• **Tasks to complete**
1. Name the virtues that the reflection on friendship with God says form the saints.
2. Write the next part of the reflection on friendship with God, picking up after its final sentence.

• **Source text**
The Catechism of the Catholic Church says it this way: “The first man was not only created good, but was also established in friendship with his Creator” (No. 374). For, “God created man in his image and established him in his friendship. A spiritual creature, man can live this friendship only in free submission to God” (No. 396).

This Sunday’s Gospel reminds us that friendship with God is the reason for our creation, ongoing existence and eternal goal. Jesus assures us in words that are astonishingly personal and deeply comforting: “I no longer call you slaves, because a slave does not know what his master is doing. I have called you friends” (Jn 15:15).

Friendship with God is the divine invitation to which we must respond each day of our lives. We look to the faithful men and women of the New Testament whose story unfolds after the Lord’s resurrection.

And we turn to the saintly men and women who radiate into the church and into the world the fruits of their friendship with God, deepened over a lifetime of prayer, nurtured by the church’s sacraments, and formed by the virtues of faith, hope and love.

The eternal community of divine friends is the Trinity of Father, Son and Holy Spirit. Their divine friendship overflows into our world.

• **Data extract**
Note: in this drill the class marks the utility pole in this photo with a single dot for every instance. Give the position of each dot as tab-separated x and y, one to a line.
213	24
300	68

• **In response**
1. Faith, hope and love.

2.
God’s desire for friendship with all of creation is fulfilled perfectly in the sending of his own beloved son, Jesus Christ, who suffered, died and rose from the dead to reconcile us to God. In his life, death and resurrection, the divine offer of friendship is extended to you and to me as “embracing in his human heart the Father’s love for men, Jesus ‘loved them to the end,’ for ‘greater love has no man than this, that a man lay down his life for his friends’” (No. 609).

Jesus’ invitation to friendship continues in every age in the church’s sacramental life. The sacraments are real tokens of divine friendship that initiate, restore, heal and lead us to true happiness and lasting fulfillment. In the sacraments, “God shows forth his almighty power by converting us from our sins and restoring us to his friendship by grace” (No. 277).

In an age when friendship itself is often counted by as superficial a measure as a mouse click, today’s Gospel invites us to walk in true friendship with Jesus so we may love one another as he commands us in the Gospel. Let us return to friendship with Jesus as we say in faith, “speak to me, Lord.”